• About this exercise
Could you give the data that follows again exactly, without its pictures?

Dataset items
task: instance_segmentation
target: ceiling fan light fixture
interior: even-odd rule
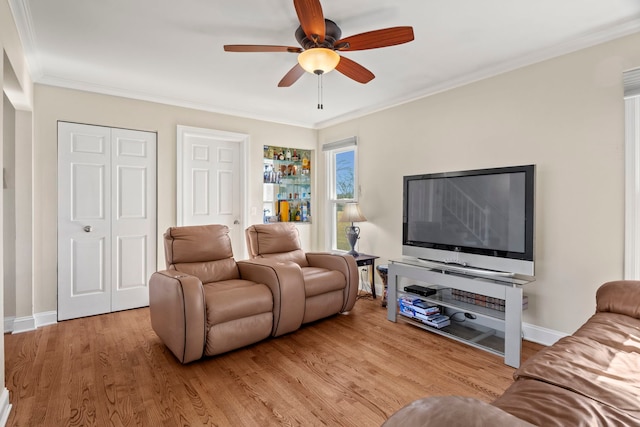
[[[298,55],[298,64],[311,74],[324,74],[335,69],[340,55],[331,49],[314,47]]]

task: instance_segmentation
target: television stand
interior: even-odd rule
[[[517,368],[522,347],[522,285],[533,281],[533,278],[491,273],[417,258],[391,260],[387,277],[387,319],[409,323],[497,354],[504,357],[505,364]],[[404,291],[405,286],[415,284],[437,292],[421,296]],[[504,311],[456,299],[455,290],[503,300]],[[398,298],[403,296],[420,298],[427,304],[440,306],[451,317],[451,324],[436,328],[402,315],[398,309]]]

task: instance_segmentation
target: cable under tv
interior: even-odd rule
[[[427,288],[426,286],[420,285],[409,285],[404,287],[405,292],[410,292],[412,294],[421,295],[423,297],[428,297],[429,295],[433,295],[438,292],[436,289]]]

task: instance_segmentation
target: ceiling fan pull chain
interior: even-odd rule
[[[318,73],[318,110],[324,109],[322,100],[322,73]]]

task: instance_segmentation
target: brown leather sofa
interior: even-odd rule
[[[358,266],[351,255],[307,252],[295,224],[252,225],[245,231],[252,259],[294,263],[304,277],[303,293],[289,304],[303,307],[301,323],[350,311],[358,293]],[[296,299],[297,298],[297,299]]]
[[[182,363],[271,336],[286,310],[274,305],[274,294],[301,287],[290,265],[236,262],[228,233],[205,225],[164,234],[166,270],[149,280],[151,325]]]
[[[596,313],[523,363],[514,379],[491,404],[430,397],[383,425],[640,426],[640,281],[602,285]]]

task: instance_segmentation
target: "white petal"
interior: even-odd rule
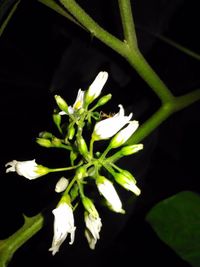
[[[99,192],[108,201],[113,211],[124,213],[124,210],[122,209],[122,202],[113,184],[108,179],[104,178],[103,182],[100,183],[97,182],[97,187]]]
[[[125,124],[129,122],[132,113],[124,116],[124,108],[119,105],[119,112],[114,117],[97,122],[94,127],[93,136],[96,140],[104,140],[115,135]]]
[[[65,177],[61,177],[55,186],[56,193],[61,193],[61,192],[65,191],[68,184],[69,184],[69,181]]]
[[[13,160],[11,162],[8,162],[6,164],[6,167],[9,165],[10,165],[10,168],[8,168],[6,172],[16,171],[18,175],[24,176],[28,178],[29,180],[33,180],[41,176],[41,174],[37,172],[38,165],[35,162],[35,159],[27,160],[27,161]]]
[[[54,237],[49,251],[52,251],[52,254],[55,255],[68,233],[71,235],[69,244],[73,244],[76,227],[74,226],[72,208],[67,203],[61,203],[52,212],[54,214]]]

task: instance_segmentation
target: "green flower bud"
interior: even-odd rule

• Exercise answer
task: instance_segmentation
target: ceiling fan light fixture
interior: even-odd rule
[[[298,55],[298,64],[311,74],[324,74],[335,69],[340,55],[331,49],[314,47]]]

task: instance_segmentation
target: television stand
interior: even-odd rule
[[[517,368],[522,347],[522,285],[533,281],[533,278],[491,273],[417,258],[391,260],[387,277],[387,319],[409,323],[497,354],[504,357],[505,364]],[[404,291],[405,286],[415,284],[437,292],[421,296]],[[504,311],[456,299],[455,290],[503,300]],[[398,298],[403,296],[420,298],[427,304],[440,306],[451,317],[451,324],[436,328],[402,315],[398,309]]]

task: instance_segmentation
target: cable under tv
interior: even-odd rule
[[[427,288],[426,286],[420,285],[409,285],[404,287],[405,292],[410,292],[412,294],[421,295],[423,297],[428,297],[429,295],[433,295],[438,292],[436,289]]]

task: instance_segmentation
target: ceiling fan pull chain
interior: even-odd rule
[[[318,73],[318,110],[324,109],[322,100],[322,73]]]

task: instance_segmentation
target: brown leather sofa
interior: even-odd rule
[[[358,266],[351,255],[307,252],[295,224],[252,225],[245,231],[252,259],[294,263],[304,277],[303,293],[289,304],[303,307],[301,323],[350,311],[358,293]],[[296,299],[297,298],[297,299]]]
[[[182,363],[271,336],[286,310],[274,305],[274,294],[301,287],[290,265],[236,262],[228,233],[205,225],[164,234],[166,270],[149,280],[151,325]]]
[[[596,313],[523,363],[514,379],[491,404],[430,397],[383,425],[640,426],[640,281],[602,285]]]

task: instance_segmentation
target: "white petal"
interior: even-odd rule
[[[99,192],[108,201],[113,211],[124,213],[124,210],[122,209],[122,202],[113,184],[108,179],[104,178],[103,182],[100,183],[97,182],[97,187]]]
[[[125,124],[129,122],[132,113],[124,116],[124,108],[119,105],[119,112],[114,117],[97,122],[94,127],[93,136],[96,140],[104,140],[115,135]]]
[[[65,177],[61,177],[55,186],[56,193],[61,193],[61,192],[65,191],[68,184],[69,184],[69,181]]]
[[[13,160],[11,162],[8,162],[6,164],[6,167],[9,165],[10,165],[10,168],[8,168],[6,172],[16,171],[18,175],[24,176],[28,178],[29,180],[33,180],[41,176],[41,174],[37,172],[38,165],[35,162],[35,159],[27,160],[27,161]]]
[[[54,237],[49,251],[52,251],[52,254],[55,255],[68,233],[71,235],[69,244],[73,244],[76,227],[74,226],[72,208],[67,203],[61,203],[52,212],[54,214]]]

task: instance_segmentation
target: "green flower bud"
interior: even-odd rule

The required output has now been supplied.